> [Excerpt to read]
FSRU’s share of the LNG import market is projected to double to 20% by 2030, according to Poten & Partners Majed Limam.
For example, he said that investing in FSRUs makes sense in the Mediterranean countries, if they are considering replacing diesel as an energy source.
However, he conceded that they were difficult projects to put together.
For countries new to the game, a lot of technical work will be needed - the economics needed to be studied, the siting of the project also needs to be taken into account with the geophysical and metocean environments studied. Local regulations could also cause problems by way of permitting.
In addition, the negotiations for an FSRU and the sales and purchase agreements (SPAs) will take time, as governments might not be familiar with the commercial and technical nuances of FSRU operations.
He listed the main criteria that need to be considered before opting for an FSRU, including the challenges particularly at the pre-FID stage (pre-feasibility), followed by a study of LNG feasibility, the unit’s engineering and design moving on to project procurement, construction and finally operations.
Limam urged those considering the use of FSRUs for LNG imports to concentrate on the project’s drivers and not just look at a line on a graph.
As for the possibility of FIDs taken on projects soon, he said that 2021 was going to be a year of transition. For those taken this year or next, operators will not see the benefit until 2025-2026, due to the length of time it takes to get a project fully online.
Project development movements could be seen during the second half of this year and in 2022, increasing to 2030, but projects will see competition coming from other energy sources in the long term.
Finally, he said that what is keeping LNG project developers awake at night was the global economic trends in a post-pandemic world, ie the timing and the magnitude of the recovery and the amount of energy growth to be seen in developing countries.
Other concerns included infrastructure bottlenecks, future oil price levels, the commercial structure of LNG projects and the long term market requirements versus the need for flexibility.
Returning to FIDS, Baker Hughes expected around four this year following last year’s pandemic-induced collapse.
The group’s unit that caters for LNG contracts was the only one of its four segments that boosted fourth-quarter sales from a year earlier, the company said in an earnings statement.
“By 2030, we still need to have capacity of approximately 650 to 700 mill tonnes of LNG in place,” CEO, Lorenzo Simonelli told analysts and investors during a conference call. “You’re looking at 50 to 100 mill tonnes FIDing over the course of the next three to four years.”
Only one project reached a FID last year.
However, the demand picture changed this winter when cold weather in Europe and North Asia sent spot prices soaring, raising the prospect of revived commercial talks with LNG developers worldwide, the company explained.

> [Tasks to perform]
1. In the FSRU article, how many FIDs did Baker Hughes expect this year?
2. Retype the part of the FSRU article starting at "Other concerns included" and ending at "FID last year.", keeping every word and punctuation mark unchanged.

> [Supplied records]
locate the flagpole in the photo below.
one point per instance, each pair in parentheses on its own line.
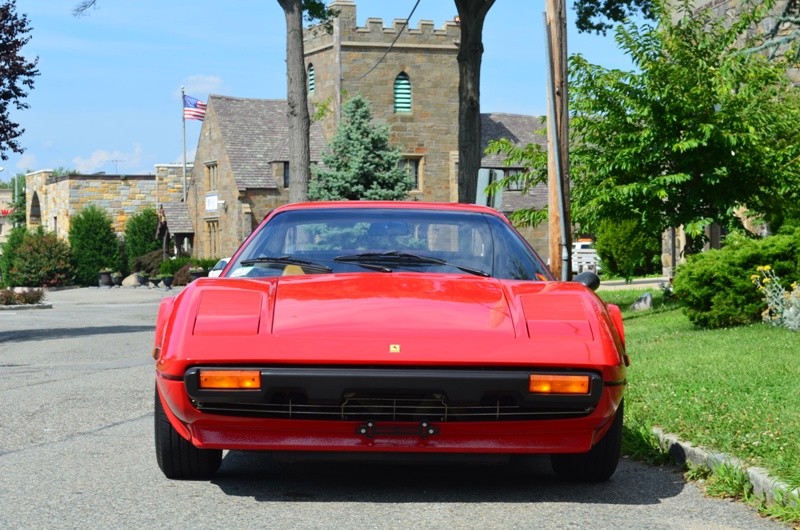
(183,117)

---

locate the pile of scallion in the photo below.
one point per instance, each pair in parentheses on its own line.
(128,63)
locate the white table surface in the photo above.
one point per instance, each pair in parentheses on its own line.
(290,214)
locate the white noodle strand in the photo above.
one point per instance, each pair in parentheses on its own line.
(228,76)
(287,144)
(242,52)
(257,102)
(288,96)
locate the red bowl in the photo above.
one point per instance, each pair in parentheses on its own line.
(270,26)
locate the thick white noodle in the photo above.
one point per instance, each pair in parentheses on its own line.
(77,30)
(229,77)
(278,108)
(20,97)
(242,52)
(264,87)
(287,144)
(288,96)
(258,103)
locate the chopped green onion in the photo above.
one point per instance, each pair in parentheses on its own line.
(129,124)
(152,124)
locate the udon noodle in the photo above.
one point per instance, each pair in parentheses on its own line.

> [Your written answers]
1. Around four.

2.
Other concerns included infrastructure bottlenecks, future oil price levels, the commercial structure of LNG projects and the long term market requirements versus the need for flexibility.
Returning to FIDS, Baker Hughes expected around four this year following last year’s pandemic-induced collapse.
The group’s unit that caters for LNG contracts was the only one of its four segments that boosted fourth-quarter sales from a year earlier, the company said in an earnings statement.
“By 2030, we still need to have capacity of approximately 650 to 700 mill tonnes of LNG in place,” CEO, Lorenzo Simonelli told analysts and investors during a conference call. “You’re looking at 50 to 100 mill tonnes FIDing over the course of the next three to four years.”
Only one project reached a FID last year.